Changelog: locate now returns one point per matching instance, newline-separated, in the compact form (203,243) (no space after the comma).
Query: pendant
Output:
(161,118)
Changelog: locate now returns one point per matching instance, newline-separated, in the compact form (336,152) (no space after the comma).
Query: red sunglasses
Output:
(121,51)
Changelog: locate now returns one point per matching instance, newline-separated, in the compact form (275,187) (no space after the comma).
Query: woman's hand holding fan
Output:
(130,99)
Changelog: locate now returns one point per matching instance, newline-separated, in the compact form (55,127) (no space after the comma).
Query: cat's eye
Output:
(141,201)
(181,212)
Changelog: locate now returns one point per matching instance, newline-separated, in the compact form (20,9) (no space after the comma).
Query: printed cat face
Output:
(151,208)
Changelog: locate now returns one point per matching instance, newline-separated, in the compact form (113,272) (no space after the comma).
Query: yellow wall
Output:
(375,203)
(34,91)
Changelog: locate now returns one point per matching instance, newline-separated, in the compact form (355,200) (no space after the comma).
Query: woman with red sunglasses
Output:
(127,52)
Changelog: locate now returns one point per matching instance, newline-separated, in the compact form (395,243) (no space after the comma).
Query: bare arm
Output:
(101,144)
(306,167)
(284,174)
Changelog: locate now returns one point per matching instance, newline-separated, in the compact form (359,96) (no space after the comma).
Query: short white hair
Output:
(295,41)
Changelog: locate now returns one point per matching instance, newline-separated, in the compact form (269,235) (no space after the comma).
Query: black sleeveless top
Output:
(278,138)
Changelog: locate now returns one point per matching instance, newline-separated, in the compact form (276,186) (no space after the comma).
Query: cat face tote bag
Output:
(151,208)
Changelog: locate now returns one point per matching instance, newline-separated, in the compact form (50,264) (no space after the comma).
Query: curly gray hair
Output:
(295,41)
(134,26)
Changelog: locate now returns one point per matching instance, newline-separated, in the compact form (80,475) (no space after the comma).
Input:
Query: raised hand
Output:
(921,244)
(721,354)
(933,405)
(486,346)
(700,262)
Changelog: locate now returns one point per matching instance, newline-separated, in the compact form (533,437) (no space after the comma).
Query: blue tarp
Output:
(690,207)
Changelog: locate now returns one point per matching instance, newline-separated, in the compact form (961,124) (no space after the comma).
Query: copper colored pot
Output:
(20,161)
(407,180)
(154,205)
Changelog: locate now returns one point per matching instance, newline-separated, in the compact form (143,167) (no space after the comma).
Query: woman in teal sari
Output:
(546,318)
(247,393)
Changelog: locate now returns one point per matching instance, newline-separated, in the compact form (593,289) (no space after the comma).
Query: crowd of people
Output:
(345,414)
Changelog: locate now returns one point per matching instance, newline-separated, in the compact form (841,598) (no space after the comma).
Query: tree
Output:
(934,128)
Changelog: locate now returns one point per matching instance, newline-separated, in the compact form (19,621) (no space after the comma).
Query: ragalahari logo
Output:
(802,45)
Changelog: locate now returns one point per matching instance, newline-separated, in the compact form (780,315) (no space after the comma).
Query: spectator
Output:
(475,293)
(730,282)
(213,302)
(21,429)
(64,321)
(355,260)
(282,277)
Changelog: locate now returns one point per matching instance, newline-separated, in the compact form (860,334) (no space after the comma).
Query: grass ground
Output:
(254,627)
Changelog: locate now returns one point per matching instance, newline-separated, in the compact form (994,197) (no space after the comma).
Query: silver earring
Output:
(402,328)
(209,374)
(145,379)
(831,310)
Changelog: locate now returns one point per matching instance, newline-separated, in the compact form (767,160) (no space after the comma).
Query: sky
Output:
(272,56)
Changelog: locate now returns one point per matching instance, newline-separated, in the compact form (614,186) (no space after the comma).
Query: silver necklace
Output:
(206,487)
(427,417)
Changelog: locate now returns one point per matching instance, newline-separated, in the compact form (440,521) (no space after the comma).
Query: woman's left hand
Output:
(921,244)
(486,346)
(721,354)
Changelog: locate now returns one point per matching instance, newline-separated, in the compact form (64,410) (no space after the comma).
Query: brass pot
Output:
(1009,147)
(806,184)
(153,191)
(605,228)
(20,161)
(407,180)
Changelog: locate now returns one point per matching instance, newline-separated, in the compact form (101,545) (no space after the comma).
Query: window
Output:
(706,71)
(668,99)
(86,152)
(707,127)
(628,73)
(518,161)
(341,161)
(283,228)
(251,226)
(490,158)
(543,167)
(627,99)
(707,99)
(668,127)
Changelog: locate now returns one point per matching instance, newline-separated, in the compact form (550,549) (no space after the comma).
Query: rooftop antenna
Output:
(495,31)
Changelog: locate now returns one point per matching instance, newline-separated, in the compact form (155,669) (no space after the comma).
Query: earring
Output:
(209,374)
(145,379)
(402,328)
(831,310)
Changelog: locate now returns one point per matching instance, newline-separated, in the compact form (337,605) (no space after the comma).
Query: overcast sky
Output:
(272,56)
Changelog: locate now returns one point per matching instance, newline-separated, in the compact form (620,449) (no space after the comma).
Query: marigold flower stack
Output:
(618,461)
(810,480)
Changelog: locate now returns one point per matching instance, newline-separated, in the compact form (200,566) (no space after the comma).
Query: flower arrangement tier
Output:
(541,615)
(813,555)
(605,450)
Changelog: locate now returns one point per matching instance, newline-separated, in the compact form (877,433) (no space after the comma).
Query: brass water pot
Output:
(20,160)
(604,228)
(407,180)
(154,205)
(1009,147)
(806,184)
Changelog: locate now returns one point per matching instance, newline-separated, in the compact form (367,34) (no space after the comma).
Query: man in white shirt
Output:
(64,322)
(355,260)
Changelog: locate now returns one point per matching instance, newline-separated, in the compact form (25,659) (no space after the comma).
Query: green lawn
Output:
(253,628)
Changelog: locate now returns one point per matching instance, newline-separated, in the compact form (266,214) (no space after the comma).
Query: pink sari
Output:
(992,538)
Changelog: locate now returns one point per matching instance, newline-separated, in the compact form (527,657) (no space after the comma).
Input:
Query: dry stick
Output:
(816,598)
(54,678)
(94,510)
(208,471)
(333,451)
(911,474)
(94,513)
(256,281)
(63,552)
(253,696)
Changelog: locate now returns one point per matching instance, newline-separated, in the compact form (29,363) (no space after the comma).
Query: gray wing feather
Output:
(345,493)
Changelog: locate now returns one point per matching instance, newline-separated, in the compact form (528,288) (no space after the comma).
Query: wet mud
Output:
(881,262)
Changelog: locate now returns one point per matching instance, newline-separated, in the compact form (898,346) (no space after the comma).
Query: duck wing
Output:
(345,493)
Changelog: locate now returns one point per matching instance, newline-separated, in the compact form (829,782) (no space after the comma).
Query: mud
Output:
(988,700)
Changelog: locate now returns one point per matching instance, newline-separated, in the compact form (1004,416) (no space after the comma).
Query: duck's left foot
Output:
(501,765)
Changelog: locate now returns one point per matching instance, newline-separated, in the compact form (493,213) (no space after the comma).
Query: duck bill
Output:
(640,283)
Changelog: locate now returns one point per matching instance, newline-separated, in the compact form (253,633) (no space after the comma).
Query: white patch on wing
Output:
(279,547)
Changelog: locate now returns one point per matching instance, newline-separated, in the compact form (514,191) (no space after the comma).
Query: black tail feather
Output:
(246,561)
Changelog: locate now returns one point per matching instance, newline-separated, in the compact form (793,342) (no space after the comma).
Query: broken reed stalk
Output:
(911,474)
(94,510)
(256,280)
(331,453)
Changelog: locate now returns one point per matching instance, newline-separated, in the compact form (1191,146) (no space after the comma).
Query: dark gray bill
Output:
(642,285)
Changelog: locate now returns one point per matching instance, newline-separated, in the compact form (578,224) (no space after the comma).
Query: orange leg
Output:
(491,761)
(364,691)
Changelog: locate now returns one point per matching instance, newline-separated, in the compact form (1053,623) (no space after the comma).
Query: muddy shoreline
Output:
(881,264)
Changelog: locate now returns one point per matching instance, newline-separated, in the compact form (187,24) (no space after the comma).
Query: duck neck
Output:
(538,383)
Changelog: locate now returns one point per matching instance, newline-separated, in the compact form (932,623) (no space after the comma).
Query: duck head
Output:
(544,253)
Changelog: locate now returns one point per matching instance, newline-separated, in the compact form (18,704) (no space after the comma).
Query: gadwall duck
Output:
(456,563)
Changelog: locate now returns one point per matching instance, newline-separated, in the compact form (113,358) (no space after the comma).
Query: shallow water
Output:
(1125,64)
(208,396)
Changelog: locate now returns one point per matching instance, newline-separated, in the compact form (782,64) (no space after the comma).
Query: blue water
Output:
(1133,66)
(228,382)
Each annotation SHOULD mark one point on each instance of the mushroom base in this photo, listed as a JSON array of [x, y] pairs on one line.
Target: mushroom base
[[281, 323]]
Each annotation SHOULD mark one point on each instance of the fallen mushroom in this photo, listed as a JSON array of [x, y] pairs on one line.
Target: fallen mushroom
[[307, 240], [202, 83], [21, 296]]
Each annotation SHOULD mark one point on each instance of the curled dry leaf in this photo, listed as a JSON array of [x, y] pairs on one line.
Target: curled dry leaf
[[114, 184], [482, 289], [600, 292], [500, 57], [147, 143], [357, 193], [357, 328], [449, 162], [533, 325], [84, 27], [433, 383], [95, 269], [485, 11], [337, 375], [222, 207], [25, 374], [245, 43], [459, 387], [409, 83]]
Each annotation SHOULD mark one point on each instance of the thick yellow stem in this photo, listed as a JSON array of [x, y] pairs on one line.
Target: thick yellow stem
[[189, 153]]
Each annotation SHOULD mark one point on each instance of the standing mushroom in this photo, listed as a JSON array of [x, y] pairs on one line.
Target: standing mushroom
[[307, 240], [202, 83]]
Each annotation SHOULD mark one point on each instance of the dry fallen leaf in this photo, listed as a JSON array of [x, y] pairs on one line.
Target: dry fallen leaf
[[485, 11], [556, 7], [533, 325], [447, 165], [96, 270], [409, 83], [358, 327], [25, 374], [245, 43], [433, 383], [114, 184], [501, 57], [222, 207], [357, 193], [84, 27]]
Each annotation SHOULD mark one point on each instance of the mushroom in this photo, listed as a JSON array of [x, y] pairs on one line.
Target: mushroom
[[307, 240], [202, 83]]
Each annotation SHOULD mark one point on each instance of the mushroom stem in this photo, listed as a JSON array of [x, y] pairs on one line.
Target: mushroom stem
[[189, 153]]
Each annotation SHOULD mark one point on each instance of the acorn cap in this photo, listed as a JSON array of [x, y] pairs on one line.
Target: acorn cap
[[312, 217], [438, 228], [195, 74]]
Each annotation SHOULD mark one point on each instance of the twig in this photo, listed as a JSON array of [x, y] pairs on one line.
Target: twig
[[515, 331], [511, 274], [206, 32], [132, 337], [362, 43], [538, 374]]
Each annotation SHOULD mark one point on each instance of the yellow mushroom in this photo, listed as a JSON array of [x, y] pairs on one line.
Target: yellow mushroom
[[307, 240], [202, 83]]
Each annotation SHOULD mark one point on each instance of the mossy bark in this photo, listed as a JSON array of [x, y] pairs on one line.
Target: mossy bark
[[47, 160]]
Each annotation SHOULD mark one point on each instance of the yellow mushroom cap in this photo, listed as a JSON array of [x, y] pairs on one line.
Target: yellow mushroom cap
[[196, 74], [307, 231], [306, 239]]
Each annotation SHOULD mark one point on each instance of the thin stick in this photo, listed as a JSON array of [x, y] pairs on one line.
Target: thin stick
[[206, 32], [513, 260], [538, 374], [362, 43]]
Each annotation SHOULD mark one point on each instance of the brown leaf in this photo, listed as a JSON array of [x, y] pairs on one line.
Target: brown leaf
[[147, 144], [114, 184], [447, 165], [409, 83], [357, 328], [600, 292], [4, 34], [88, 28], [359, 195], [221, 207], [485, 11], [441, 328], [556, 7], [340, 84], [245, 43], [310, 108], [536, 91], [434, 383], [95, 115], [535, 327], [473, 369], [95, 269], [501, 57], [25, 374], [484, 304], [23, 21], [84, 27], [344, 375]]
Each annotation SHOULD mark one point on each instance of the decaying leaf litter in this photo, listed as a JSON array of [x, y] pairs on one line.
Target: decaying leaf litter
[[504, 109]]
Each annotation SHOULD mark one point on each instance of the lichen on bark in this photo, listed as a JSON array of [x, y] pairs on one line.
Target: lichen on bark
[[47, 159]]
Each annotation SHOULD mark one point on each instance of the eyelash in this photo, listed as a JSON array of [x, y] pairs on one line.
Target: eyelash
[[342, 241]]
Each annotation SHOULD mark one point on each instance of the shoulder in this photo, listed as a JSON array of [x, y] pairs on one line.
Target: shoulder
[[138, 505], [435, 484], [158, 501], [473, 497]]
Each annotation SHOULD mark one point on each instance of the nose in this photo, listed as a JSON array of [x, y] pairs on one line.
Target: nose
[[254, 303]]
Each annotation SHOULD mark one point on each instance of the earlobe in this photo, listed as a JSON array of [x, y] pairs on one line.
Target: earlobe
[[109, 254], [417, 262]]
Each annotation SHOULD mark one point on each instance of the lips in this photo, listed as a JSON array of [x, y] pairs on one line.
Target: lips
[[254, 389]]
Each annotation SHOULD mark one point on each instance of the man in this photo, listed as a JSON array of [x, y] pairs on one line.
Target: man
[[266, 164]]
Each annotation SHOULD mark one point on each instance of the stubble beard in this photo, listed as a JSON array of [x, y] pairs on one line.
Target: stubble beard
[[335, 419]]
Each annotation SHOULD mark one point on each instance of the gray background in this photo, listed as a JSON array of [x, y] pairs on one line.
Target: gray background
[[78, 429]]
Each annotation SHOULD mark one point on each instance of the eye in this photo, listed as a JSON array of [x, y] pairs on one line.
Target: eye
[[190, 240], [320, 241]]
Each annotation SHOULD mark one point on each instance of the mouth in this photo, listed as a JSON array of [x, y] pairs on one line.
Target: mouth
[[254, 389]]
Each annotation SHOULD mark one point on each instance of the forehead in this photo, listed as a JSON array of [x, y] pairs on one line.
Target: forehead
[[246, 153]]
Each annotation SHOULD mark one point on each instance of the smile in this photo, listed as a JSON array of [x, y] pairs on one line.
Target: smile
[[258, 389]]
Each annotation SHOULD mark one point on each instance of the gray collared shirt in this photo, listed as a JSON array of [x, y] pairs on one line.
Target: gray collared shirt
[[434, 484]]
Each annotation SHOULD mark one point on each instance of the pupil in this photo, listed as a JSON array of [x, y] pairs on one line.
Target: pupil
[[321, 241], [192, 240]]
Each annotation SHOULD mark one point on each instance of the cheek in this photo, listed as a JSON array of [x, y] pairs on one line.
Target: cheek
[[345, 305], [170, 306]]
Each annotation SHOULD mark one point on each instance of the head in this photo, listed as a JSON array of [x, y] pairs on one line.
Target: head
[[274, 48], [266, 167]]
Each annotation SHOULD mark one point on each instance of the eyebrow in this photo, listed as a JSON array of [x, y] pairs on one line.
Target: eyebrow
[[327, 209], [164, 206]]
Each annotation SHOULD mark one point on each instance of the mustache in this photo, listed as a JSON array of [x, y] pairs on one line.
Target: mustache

____

TASK DIRECTIONS
Return all lines from the data that include the string "duck".

RESPONSE TO THIS TASK
Query: duck wing
Query: duck's left foot
Query: duck bill
Query: duck neck
Query: duck head
Query: gadwall duck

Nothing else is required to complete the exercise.